### Work to be completed
Reproduce the passage on the seized property documents word for word, starting at "The fact is" and stopping after "crime is added.".
----- Selected text -----
The seized documents of property are not `proceeds of crime’ - HELD THAT:- In the instant case, serious allegations of fraudulent transactions to the tune of Rs.164.99 crores exists against many accused which includes appellant’s grandfather. The appellant’s grandfather purchased a property in the year 1988 but it was gifted to the appellant in the year 2020 after registration of the FIR in the year 2017 and even the ECIR. It was by way of gift the property was transferred to the appellant to overcome with the fraud committed by him with the bank and to save the property from seizure and attachment. It was not gifted bonafide but to save the property from seizure and attachment after registration of FIR though it was not obtained out of the proceeds of crime but is for the value thereof in absence of the availability of the total proceeds out of the crime i.e. Rs.164.99 crores.
The fact is that the property was originally belonging to the accused Nirmal Kumar Kejriwal, the grandfather of the appellant. A gift was made in the year 2020 in favour of the appellant whereas the FIR was registered in the year 2017 followed by the ECIR in the year 2019. The way property was given to the appellant has been noticed and as it was earlier belonging to one of the accused thus, the documents were seized by the respondent and there are no illegality in it. The words “the value of such property” does specify it to be earlier to the crime or subsequent and the words “thus value of such property” would mean the property acquired prior or subsequent to the crime is added.
----- Supplied data -----
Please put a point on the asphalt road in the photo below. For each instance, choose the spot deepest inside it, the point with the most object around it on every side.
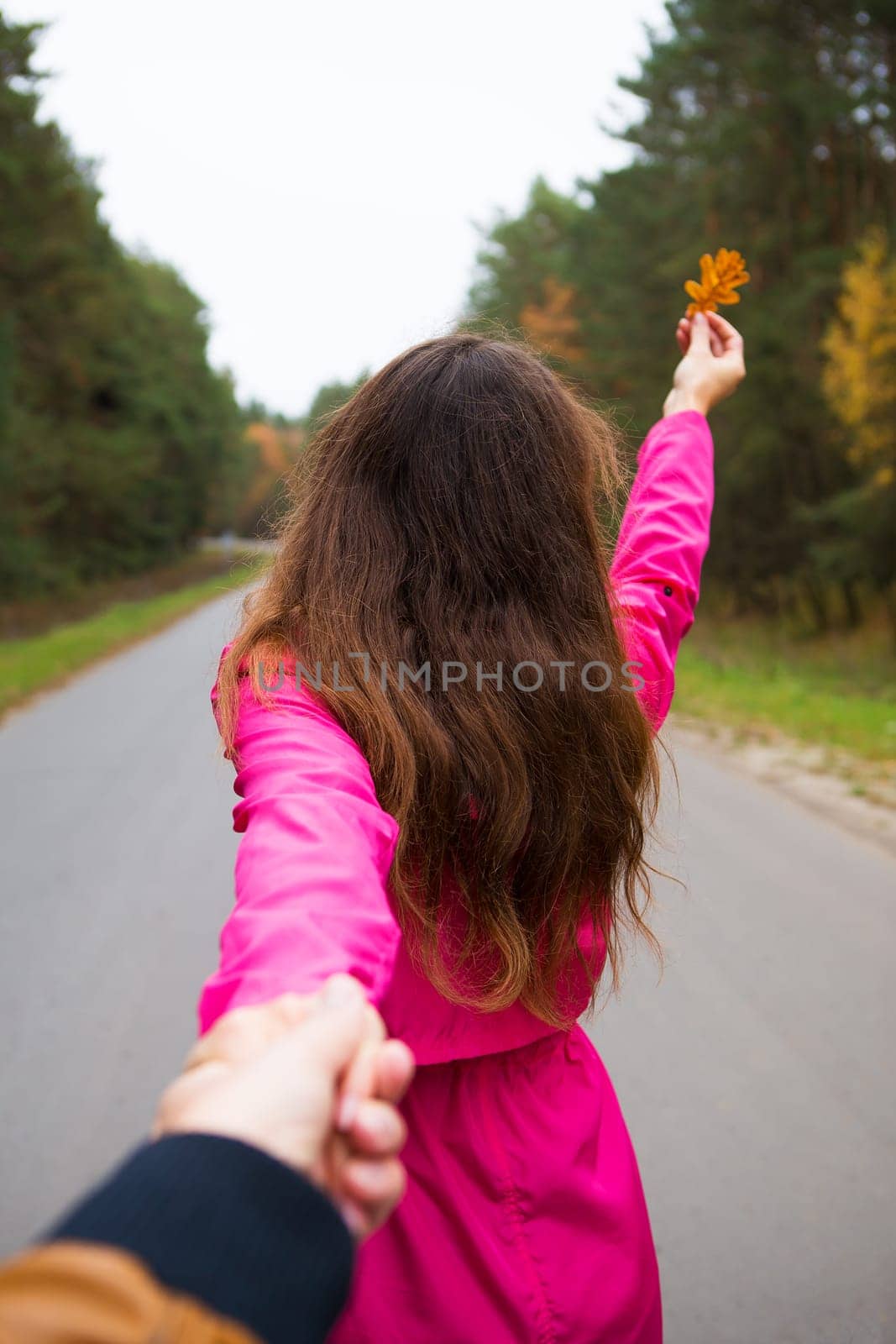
-----
### Solution to this task
The fact is that the property was originally belonging to the accused Nirmal Kumar Kejriwal, the grandfather of the appellant. A gift was made in the year 2020 in favour of the appellant whereas the FIR was registered in the year 2017 followed by the ECIR in the year 2019. The way property was given to the appellant has been noticed and as it was earlier belonging to one of the accused thus, the documents were seized by the respondent and there are no illegality in it. The words “the value of such property” does specify it to be earlier to the crime or subsequent and the words “thus value of such property” would mean the property acquired prior or subsequent to the crime is added.